[Start EXCERPT]

While the above example is strictly functional (to run inference on this and similar deployments, see Remote Inference on Triton Server. there are certain optional components missing:

While the Triton inference server in the above example can be accessed either by neighboring pods in the cluster or authenticated clients using kubectl port-forward, it cannot be accessed by an arbitrary anonymous client. To allow for this, consider adding the following to values.yaml:

service:
  type: LoadBalancer

This will provision the Triton service with type LoadBalancer, which will automatically create an AWS elastic load balancer pointing to the Triton pod. To get the DNS name of this load balancer, you can query the service like so:

kubectl get svc -n triton-example
NAME             TYPE           CLUSTER-IP      EXTERNAL-IP                                                              PORT(S)                                        AGE
triton-example   LoadBalancer   172.20.67.101   aad62a015a3a241ef888db24515c4786-974307675.us-west-2.elb.amazonaws.com   8001:32182/TCP,8000:30248/TCP,8002:31026/TCP   2m

Alternatively, if your cluster has an externally-accessible ingress controller you can make Triton accessible through an ingress resource. To do so, add the following to your helm chart values file:

ingress:
  enabled: true
  grpc:
    host: <GRPC_HOSTNAME>
  http:
    host: <HTTP_HOSTNAME>

Doing so will allow helm to create ingress resources for both HTTP and GRPC access to the Triton pods. Assuming that and both redirect to the IP address of your ingress controller, you should be able to access the inference server this way.

[End EXCERPT]

• [SHORT PROBLEM A]
Select and copy every line of the entries below that contains the word "grass", matching case exactly.

[Start EXERCISE INPUT]

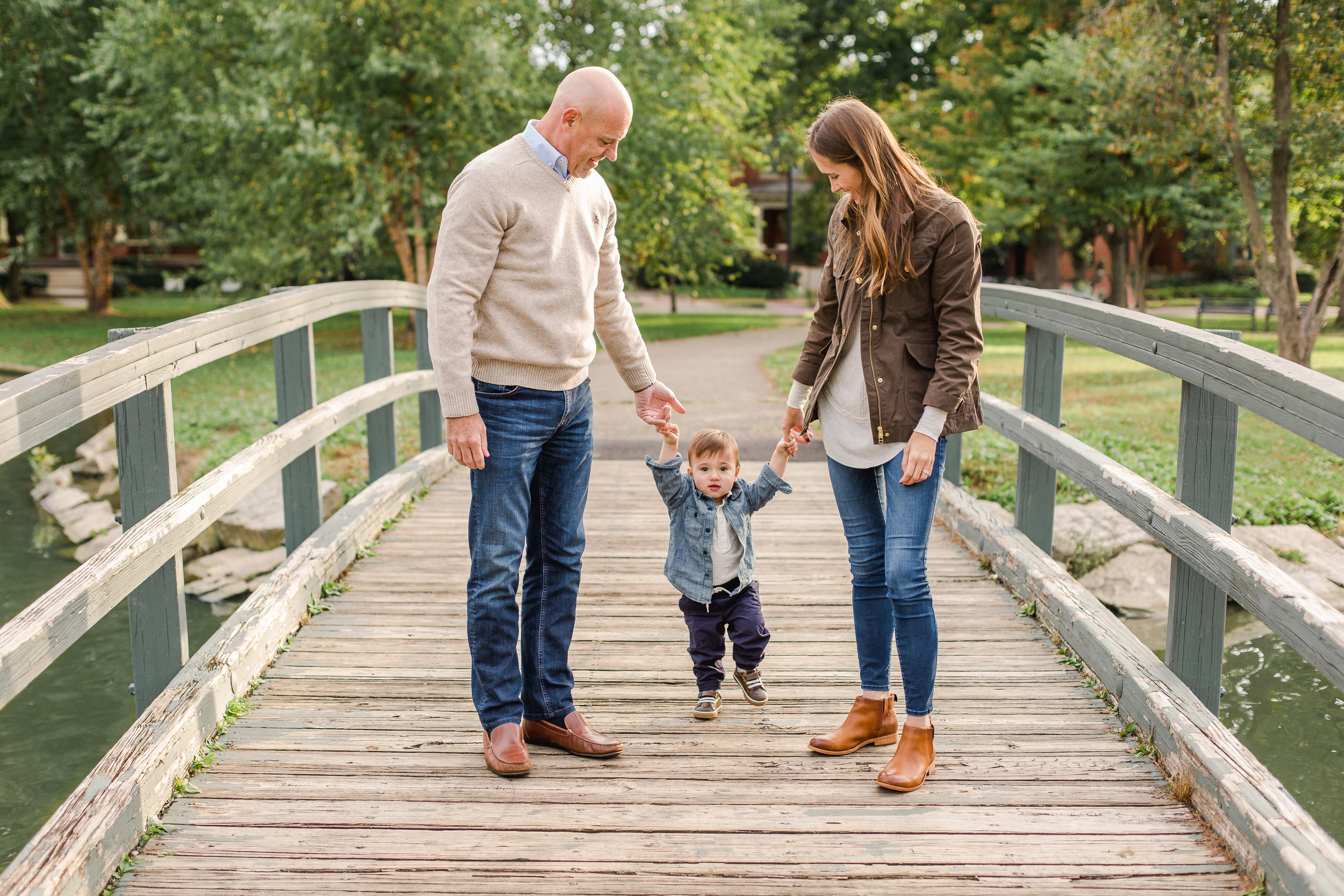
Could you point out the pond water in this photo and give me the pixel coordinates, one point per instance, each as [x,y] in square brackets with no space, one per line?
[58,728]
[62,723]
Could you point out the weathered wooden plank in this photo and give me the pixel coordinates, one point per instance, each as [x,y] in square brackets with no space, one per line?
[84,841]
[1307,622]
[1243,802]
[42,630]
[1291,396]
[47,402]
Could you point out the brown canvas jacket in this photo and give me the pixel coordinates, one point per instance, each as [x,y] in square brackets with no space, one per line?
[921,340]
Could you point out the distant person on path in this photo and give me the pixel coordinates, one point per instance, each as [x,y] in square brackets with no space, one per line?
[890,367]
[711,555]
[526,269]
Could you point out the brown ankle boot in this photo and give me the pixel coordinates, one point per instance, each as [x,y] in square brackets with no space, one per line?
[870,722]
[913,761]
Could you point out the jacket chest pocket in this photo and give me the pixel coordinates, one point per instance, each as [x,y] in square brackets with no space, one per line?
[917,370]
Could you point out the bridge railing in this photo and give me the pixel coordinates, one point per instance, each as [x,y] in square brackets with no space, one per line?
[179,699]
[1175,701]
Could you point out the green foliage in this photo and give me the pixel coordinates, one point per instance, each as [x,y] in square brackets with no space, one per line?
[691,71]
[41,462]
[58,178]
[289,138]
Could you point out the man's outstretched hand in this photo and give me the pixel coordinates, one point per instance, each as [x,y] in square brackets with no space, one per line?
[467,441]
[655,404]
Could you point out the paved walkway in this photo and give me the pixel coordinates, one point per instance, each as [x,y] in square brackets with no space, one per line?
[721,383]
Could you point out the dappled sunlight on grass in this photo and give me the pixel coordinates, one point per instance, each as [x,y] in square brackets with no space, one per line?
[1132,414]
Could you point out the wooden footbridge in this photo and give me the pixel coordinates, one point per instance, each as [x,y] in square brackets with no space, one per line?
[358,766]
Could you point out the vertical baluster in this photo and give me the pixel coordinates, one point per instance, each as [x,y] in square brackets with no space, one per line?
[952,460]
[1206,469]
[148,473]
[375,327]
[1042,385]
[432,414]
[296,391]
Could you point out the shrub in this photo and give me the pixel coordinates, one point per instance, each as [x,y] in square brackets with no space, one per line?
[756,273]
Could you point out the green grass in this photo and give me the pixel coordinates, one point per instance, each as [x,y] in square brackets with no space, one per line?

[End EXERCISE INPUT]
[Start EXERCISE INPUT]

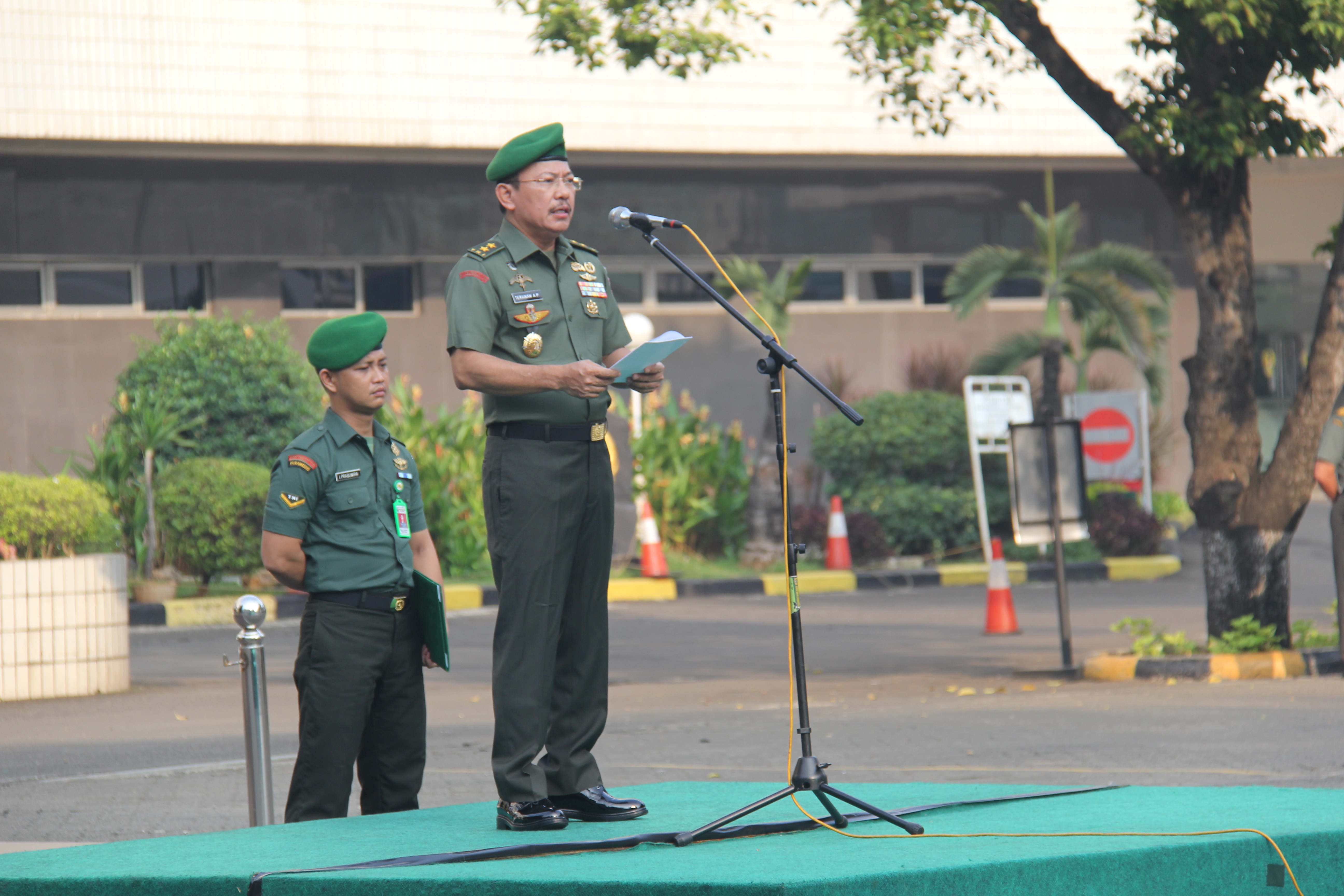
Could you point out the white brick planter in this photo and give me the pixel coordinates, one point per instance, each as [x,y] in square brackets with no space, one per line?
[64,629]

[End EXERCISE INPUT]
[Start EXERCISE INPUT]

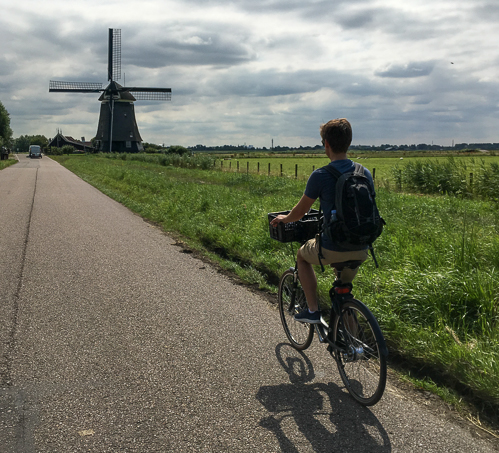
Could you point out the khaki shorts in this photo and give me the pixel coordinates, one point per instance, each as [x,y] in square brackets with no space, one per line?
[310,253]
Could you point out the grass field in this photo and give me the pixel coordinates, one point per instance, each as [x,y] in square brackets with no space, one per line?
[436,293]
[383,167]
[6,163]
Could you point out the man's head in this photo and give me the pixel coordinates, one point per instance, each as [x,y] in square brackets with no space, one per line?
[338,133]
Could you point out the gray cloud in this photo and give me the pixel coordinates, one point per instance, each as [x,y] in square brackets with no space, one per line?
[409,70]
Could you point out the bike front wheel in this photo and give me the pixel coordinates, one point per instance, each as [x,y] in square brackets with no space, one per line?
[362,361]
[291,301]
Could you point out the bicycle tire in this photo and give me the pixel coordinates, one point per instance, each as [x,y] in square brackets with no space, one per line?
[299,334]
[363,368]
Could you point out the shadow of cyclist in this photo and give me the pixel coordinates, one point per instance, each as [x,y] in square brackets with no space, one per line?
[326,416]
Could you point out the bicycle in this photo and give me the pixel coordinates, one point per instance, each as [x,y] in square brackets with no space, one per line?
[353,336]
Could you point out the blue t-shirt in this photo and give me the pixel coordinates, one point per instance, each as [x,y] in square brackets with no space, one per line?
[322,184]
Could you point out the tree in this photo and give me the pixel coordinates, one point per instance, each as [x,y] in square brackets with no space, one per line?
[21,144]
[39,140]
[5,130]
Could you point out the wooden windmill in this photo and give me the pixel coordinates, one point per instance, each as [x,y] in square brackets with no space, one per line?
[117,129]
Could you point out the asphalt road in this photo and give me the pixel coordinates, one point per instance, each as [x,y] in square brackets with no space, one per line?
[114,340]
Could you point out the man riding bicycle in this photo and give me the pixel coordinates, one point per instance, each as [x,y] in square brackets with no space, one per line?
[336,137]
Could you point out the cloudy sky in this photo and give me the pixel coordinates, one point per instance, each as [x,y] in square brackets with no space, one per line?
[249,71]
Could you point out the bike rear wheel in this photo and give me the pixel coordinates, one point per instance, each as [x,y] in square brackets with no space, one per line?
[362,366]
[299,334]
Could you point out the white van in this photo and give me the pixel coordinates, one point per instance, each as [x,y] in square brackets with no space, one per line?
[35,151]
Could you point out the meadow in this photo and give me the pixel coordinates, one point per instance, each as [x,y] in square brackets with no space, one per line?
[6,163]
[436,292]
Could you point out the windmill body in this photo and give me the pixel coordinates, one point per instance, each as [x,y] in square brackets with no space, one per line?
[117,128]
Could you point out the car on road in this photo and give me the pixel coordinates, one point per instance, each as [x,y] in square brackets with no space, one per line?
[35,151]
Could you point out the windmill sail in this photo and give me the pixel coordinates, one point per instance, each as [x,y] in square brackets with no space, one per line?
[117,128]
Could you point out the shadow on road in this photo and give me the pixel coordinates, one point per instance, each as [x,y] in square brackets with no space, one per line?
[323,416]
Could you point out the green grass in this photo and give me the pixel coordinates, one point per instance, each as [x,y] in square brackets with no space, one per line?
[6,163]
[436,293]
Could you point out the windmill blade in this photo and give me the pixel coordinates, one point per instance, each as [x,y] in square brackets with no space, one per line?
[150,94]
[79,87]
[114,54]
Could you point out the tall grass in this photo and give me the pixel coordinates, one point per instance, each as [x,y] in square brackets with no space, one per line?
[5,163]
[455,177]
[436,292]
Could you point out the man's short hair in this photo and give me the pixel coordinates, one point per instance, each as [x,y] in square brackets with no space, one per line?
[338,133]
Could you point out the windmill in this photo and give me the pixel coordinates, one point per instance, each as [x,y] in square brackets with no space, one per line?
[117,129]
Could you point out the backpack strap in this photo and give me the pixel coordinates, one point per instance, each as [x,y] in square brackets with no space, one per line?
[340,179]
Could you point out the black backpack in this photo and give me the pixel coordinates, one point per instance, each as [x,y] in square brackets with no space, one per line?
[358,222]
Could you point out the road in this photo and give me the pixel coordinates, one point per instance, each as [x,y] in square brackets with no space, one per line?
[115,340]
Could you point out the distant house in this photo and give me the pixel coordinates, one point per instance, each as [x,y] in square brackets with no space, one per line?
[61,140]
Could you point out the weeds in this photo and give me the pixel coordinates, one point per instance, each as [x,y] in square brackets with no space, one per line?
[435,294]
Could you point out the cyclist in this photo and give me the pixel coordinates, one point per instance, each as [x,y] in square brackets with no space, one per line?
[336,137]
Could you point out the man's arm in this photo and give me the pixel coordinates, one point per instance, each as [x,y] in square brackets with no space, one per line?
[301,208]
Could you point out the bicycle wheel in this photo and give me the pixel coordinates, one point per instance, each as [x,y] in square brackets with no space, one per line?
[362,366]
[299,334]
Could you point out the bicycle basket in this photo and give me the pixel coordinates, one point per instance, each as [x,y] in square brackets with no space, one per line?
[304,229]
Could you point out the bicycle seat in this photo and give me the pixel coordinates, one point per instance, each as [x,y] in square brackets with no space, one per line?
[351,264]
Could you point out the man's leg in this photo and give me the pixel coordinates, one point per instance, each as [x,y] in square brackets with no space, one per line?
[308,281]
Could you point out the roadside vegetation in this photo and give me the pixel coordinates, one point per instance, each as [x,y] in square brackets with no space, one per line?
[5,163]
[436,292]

[End EXERCISE INPUT]

• [SHORT PROBLEM B]
In the Triton deployment text, what is automatically created when the service is given type LoadBalancer?

• [TASK ANSWER A]
Could you point out the dappled sunlight on grass in this photo and give me the pixel coordinates, one point per instance, each as [x,y] in square brackets with no space, one per line?
Could you point out the green grass in this photo and give me the pixel coordinates, one point per instance, each as [x,y] in square brackets with no space, one per line?
Could you point out the grass field in this photo and give me the pixel coordinates, one point per instance, each as [x,y] in square brackets with no space, one per line?
Could you point out the green grass in this photo and give me the pixel coordinates, one point per instance, each as [x,y] in square brackets with no space, one per line?
Could you point out the tall grass in this photo and give me the pixel coordinates, one point per instance, each as [x,y] in square brackets with no space, one per line?

• [TASK ANSWER B]
An AWS elastic load balancer pointing to the Triton pod.